> WHAT THE EXERCISE ASKS
Please output exactly the part of the records below that opens with the line containing "x=606, y=271" and closes with the line containing "x=385, y=210", both lines included, and nothing else.

> MATERIALS PROVIDED
*** Begin section ***
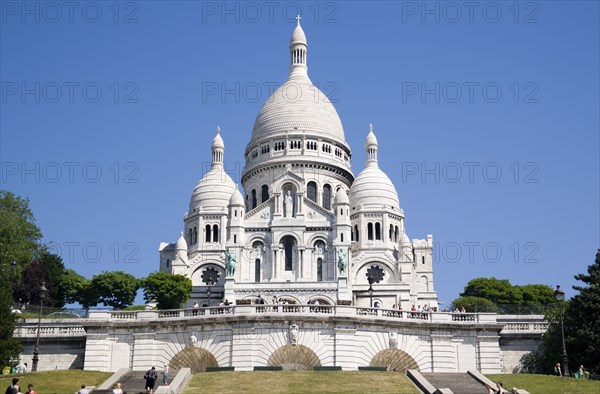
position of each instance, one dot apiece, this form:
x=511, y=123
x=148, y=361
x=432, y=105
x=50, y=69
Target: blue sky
x=487, y=115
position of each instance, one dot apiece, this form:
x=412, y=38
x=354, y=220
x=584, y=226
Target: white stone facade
x=301, y=207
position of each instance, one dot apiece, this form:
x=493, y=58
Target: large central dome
x=298, y=105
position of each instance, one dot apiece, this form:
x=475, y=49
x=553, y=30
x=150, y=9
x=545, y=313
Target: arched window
x=257, y=270
x=327, y=197
x=216, y=233
x=311, y=191
x=288, y=249
x=207, y=233
x=319, y=270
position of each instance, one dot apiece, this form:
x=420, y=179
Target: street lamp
x=560, y=297
x=374, y=275
x=36, y=350
x=13, y=270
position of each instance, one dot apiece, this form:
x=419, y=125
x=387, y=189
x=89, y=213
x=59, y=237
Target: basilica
x=302, y=228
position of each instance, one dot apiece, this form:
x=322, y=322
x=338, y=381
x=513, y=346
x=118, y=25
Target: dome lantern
x=218, y=149
x=371, y=147
x=298, y=47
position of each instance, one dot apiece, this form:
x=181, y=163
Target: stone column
x=143, y=351
x=443, y=353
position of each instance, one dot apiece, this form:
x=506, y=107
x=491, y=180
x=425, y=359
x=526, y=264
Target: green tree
x=10, y=346
x=48, y=268
x=496, y=290
x=537, y=294
x=475, y=304
x=116, y=288
x=71, y=287
x=168, y=290
x=19, y=236
x=582, y=320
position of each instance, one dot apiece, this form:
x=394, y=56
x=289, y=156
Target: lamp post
x=560, y=297
x=13, y=270
x=374, y=275
x=36, y=350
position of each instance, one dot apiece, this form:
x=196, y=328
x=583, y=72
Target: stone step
x=459, y=383
x=134, y=383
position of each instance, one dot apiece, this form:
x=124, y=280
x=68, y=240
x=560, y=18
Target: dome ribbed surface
x=298, y=104
x=373, y=189
x=213, y=191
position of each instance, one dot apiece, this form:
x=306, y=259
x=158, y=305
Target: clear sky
x=487, y=116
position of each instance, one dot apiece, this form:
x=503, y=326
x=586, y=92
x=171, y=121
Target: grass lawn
x=301, y=382
x=547, y=384
x=56, y=382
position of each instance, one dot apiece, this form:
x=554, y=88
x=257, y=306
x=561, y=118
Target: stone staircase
x=458, y=383
x=134, y=383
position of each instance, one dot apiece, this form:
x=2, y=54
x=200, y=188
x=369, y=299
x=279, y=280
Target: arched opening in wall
x=327, y=196
x=319, y=270
x=216, y=233
x=196, y=359
x=311, y=191
x=294, y=358
x=394, y=360
x=257, y=270
x=288, y=244
x=320, y=301
x=207, y=233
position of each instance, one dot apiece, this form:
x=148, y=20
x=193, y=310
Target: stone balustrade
x=29, y=330
x=522, y=324
x=294, y=309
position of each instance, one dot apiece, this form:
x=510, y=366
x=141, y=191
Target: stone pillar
x=97, y=352
x=443, y=353
x=229, y=290
x=489, y=353
x=143, y=351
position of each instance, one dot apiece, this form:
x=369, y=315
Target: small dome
x=371, y=139
x=373, y=189
x=298, y=36
x=181, y=244
x=236, y=198
x=213, y=191
x=341, y=197
x=218, y=140
x=405, y=240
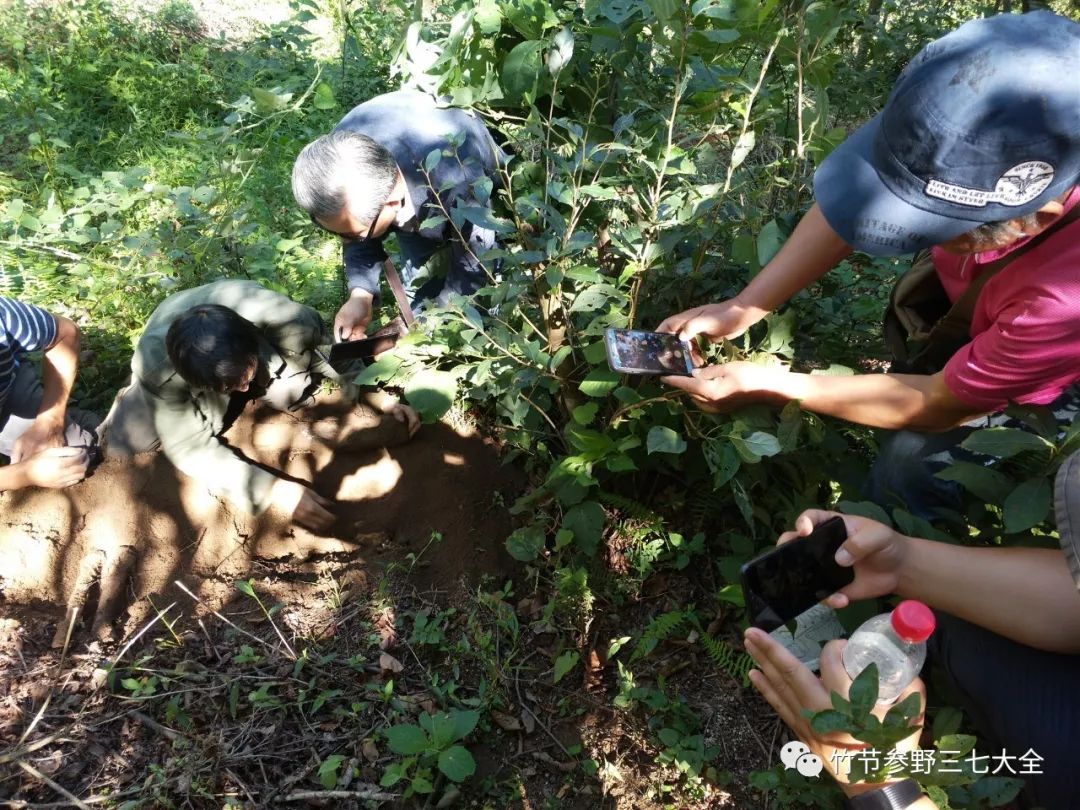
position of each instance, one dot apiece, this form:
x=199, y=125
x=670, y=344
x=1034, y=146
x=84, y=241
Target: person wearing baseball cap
x=976, y=156
x=1007, y=639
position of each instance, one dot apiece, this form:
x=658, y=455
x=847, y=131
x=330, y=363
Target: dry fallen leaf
x=389, y=663
x=385, y=623
x=594, y=672
x=369, y=751
x=505, y=721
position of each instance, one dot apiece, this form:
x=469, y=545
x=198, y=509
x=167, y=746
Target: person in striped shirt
x=46, y=444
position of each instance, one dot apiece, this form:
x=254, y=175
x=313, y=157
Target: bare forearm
x=13, y=476
x=59, y=366
x=810, y=252
x=891, y=401
x=1024, y=594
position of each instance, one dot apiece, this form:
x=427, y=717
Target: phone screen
x=632, y=351
x=343, y=353
x=792, y=578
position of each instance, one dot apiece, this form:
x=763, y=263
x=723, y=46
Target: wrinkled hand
x=351, y=321
x=407, y=416
x=790, y=687
x=41, y=435
x=713, y=321
x=876, y=552
x=727, y=386
x=56, y=468
x=304, y=504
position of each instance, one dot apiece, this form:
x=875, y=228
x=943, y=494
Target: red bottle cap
x=913, y=621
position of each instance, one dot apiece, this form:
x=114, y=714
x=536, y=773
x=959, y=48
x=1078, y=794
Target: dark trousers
x=22, y=407
x=453, y=268
x=904, y=472
x=1021, y=700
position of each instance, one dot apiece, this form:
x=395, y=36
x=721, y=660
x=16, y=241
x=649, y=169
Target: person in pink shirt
x=976, y=153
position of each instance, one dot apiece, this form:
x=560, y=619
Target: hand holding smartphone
x=792, y=578
x=633, y=351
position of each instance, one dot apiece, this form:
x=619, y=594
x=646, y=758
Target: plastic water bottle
x=896, y=643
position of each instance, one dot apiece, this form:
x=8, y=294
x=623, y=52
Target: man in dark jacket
x=401, y=163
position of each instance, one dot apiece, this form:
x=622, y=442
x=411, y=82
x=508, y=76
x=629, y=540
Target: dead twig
x=154, y=726
x=59, y=788
x=370, y=793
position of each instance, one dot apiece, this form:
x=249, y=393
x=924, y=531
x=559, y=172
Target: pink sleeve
x=1028, y=355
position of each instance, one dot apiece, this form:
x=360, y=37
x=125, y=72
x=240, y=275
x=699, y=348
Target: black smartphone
x=347, y=351
x=792, y=578
x=632, y=351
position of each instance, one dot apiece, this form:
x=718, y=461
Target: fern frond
x=662, y=626
x=732, y=661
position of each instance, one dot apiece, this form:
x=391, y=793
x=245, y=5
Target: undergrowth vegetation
x=661, y=152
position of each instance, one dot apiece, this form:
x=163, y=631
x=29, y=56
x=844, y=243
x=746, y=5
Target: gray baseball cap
x=983, y=125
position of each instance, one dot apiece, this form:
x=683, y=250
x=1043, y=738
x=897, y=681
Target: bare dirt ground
x=156, y=694
x=121, y=539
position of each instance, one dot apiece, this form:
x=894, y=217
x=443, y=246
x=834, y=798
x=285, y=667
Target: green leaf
x=1003, y=442
x=421, y=784
x=482, y=189
x=598, y=382
x=584, y=414
x=407, y=739
x=986, y=484
x=436, y=220
x=433, y=158
x=394, y=773
x=996, y=791
x=521, y=69
x=961, y=744
x=828, y=720
x=431, y=392
x=664, y=440
x=267, y=100
x=946, y=721
x=323, y=98
x=457, y=764
x=865, y=509
x=586, y=523
x=743, y=148
x=463, y=723
x=488, y=16
x=440, y=727
x=670, y=737
x=526, y=543
x=664, y=10
x=619, y=11
x=381, y=370
x=564, y=663
x=769, y=240
x=721, y=458
x=1027, y=505
x=245, y=588
x=327, y=770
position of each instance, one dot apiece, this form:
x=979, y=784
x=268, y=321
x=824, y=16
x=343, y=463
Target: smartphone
x=792, y=578
x=347, y=351
x=631, y=351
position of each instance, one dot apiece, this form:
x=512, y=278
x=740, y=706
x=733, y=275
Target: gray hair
x=343, y=167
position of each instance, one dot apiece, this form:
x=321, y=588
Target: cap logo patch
x=1020, y=185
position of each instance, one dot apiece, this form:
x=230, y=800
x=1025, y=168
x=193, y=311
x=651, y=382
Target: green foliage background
x=662, y=152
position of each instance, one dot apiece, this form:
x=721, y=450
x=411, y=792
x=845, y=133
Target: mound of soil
x=115, y=545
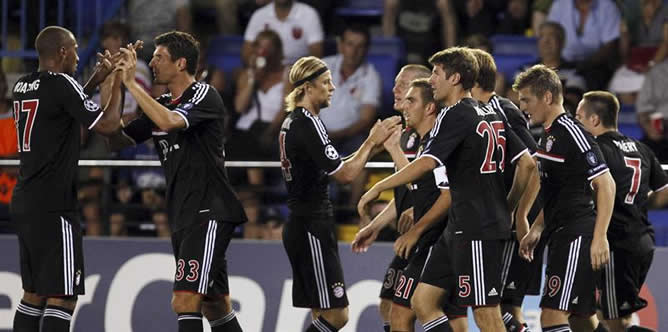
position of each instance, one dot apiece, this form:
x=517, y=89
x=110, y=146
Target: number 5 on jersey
x=29, y=106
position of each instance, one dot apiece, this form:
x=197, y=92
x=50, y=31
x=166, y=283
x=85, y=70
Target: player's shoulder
x=200, y=93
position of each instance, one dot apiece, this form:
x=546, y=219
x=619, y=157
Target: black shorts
x=412, y=273
x=570, y=281
x=51, y=253
x=438, y=272
x=392, y=276
x=199, y=251
x=477, y=271
x=621, y=282
x=521, y=277
x=316, y=267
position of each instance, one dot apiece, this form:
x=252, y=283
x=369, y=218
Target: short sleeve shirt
x=568, y=160
x=308, y=158
x=300, y=29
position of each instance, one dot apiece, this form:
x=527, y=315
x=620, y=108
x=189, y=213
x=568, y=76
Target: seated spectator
x=551, y=42
x=8, y=149
x=425, y=26
x=483, y=43
x=642, y=43
x=139, y=194
x=476, y=17
x=296, y=23
x=592, y=33
x=539, y=11
x=516, y=19
x=357, y=96
x=261, y=90
x=652, y=109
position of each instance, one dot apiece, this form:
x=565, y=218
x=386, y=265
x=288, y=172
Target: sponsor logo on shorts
x=338, y=290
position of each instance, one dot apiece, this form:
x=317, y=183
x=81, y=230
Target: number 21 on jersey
x=493, y=132
x=28, y=106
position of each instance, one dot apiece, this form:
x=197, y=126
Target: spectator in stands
x=261, y=90
x=516, y=19
x=592, y=33
x=477, y=16
x=539, y=11
x=425, y=26
x=481, y=42
x=8, y=149
x=652, y=109
x=298, y=25
x=551, y=41
x=139, y=194
x=150, y=18
x=357, y=97
x=643, y=42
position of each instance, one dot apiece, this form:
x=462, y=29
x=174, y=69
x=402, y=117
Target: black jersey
x=427, y=189
x=193, y=158
x=568, y=159
x=470, y=139
x=636, y=172
x=308, y=158
x=49, y=109
x=516, y=122
x=410, y=140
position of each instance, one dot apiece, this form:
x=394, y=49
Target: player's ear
x=548, y=98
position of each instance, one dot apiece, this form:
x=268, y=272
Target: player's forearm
x=408, y=174
x=604, y=187
x=435, y=213
x=523, y=173
x=530, y=193
x=165, y=119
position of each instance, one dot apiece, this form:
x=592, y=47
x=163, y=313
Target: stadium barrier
x=129, y=281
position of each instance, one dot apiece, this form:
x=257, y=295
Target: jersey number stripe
x=493, y=130
x=29, y=106
x=285, y=162
x=634, y=164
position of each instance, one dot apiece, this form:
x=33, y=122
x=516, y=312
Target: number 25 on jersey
x=30, y=107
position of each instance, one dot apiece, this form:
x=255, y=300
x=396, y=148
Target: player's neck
x=456, y=96
x=177, y=87
x=553, y=112
x=425, y=125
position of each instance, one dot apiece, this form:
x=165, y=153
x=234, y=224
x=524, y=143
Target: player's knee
x=337, y=317
x=67, y=302
x=186, y=302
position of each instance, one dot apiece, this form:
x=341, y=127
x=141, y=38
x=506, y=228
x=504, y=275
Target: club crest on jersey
x=591, y=158
x=91, y=106
x=338, y=290
x=331, y=152
x=549, y=143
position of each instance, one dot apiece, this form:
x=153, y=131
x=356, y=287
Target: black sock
x=511, y=323
x=227, y=323
x=190, y=322
x=56, y=319
x=557, y=328
x=321, y=325
x=438, y=325
x=600, y=328
x=27, y=317
x=636, y=328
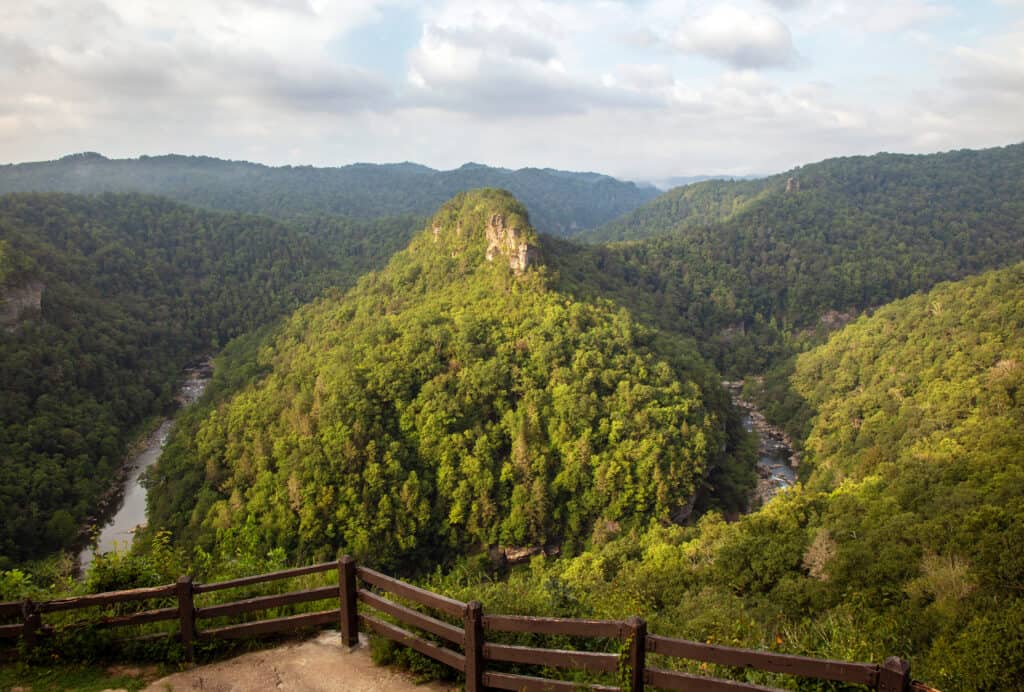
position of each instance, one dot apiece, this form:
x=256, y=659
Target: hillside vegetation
x=561, y=203
x=857, y=233
x=453, y=401
x=104, y=301
x=902, y=541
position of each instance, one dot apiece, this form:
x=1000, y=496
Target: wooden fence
x=463, y=646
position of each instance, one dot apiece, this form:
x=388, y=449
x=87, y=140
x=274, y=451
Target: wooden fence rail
x=460, y=631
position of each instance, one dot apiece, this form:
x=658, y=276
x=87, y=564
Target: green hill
x=102, y=302
x=904, y=538
x=849, y=234
x=453, y=401
x=560, y=202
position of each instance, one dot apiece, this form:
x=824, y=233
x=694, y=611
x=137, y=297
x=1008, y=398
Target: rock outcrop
x=15, y=301
x=509, y=242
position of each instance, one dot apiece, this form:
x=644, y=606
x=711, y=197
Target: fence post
x=31, y=623
x=346, y=597
x=473, y=623
x=894, y=676
x=638, y=652
x=186, y=616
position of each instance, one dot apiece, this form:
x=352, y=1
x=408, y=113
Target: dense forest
x=788, y=259
x=904, y=538
x=489, y=385
x=453, y=401
x=107, y=299
x=561, y=203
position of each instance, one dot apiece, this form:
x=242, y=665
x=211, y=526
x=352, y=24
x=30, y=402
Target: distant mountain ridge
x=560, y=203
x=862, y=184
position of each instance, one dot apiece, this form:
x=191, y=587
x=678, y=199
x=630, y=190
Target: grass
x=78, y=677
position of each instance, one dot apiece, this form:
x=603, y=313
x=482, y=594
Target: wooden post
x=638, y=652
x=186, y=616
x=473, y=623
x=346, y=597
x=31, y=623
x=894, y=676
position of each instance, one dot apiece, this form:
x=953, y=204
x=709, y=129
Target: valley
x=117, y=531
x=425, y=389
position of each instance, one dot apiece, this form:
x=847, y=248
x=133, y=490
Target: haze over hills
x=561, y=203
x=496, y=386
x=747, y=266
x=454, y=400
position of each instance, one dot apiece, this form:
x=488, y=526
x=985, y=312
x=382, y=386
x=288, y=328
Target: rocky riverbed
x=776, y=460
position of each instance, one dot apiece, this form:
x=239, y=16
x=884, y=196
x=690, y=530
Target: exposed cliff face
x=509, y=242
x=17, y=300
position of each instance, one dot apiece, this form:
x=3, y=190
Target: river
x=776, y=461
x=120, y=530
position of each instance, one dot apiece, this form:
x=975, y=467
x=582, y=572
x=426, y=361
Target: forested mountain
x=452, y=401
x=904, y=538
x=102, y=301
x=788, y=258
x=689, y=206
x=560, y=203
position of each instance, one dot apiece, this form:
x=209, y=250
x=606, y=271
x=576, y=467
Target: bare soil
x=318, y=664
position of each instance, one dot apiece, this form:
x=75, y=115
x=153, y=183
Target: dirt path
x=318, y=664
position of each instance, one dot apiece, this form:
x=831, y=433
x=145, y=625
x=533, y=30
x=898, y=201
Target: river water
x=120, y=530
x=776, y=461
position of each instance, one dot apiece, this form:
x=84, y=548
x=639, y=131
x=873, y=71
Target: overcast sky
x=641, y=89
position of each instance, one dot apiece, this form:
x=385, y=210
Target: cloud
x=885, y=16
x=478, y=70
x=787, y=4
x=737, y=38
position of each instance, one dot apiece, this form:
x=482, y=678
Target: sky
x=640, y=89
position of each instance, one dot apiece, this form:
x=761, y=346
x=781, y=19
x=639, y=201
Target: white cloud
x=610, y=85
x=737, y=38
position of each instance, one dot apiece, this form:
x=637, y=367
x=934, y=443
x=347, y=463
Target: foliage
x=902, y=542
x=132, y=289
x=444, y=404
x=768, y=269
x=560, y=202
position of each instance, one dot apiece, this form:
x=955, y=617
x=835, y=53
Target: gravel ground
x=318, y=664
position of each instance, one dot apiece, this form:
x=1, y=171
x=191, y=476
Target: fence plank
x=674, y=680
x=894, y=676
x=10, y=609
x=507, y=681
x=473, y=622
x=860, y=674
x=10, y=631
x=559, y=658
x=271, y=625
x=264, y=602
x=446, y=656
x=421, y=596
x=144, y=617
x=186, y=615
x=410, y=616
x=269, y=576
x=107, y=598
x=557, y=625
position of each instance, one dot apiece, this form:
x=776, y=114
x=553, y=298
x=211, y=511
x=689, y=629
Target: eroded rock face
x=15, y=301
x=509, y=242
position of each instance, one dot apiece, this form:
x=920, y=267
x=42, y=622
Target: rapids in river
x=120, y=529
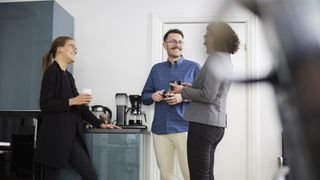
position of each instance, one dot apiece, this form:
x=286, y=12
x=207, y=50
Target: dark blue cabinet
x=115, y=156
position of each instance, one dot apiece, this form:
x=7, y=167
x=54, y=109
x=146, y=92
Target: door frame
x=159, y=20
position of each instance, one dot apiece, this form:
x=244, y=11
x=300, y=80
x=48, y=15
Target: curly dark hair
x=225, y=39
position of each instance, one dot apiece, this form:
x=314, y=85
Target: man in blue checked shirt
x=168, y=127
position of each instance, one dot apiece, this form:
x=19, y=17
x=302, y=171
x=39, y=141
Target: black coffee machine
x=130, y=117
x=136, y=116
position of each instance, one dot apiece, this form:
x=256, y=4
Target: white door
x=230, y=157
*** End section ***
> RESPONSE FOR THIS EXERCISE
x=606, y=271
x=576, y=467
Target: bare soil
x=318, y=664
position of each instance, one dot apiece, this form:
x=75, y=115
x=153, y=183
Target: dirt path
x=318, y=664
position of each instance, one dot apiece, this form:
x=831, y=433
x=145, y=625
x=533, y=30
x=898, y=201
Target: river water
x=120, y=530
x=776, y=461
position of each instance, one dot apiece, this form:
x=84, y=548
x=639, y=131
x=873, y=71
Target: overcast sky
x=641, y=89
position of each instance, one dot apiece, this form:
x=385, y=210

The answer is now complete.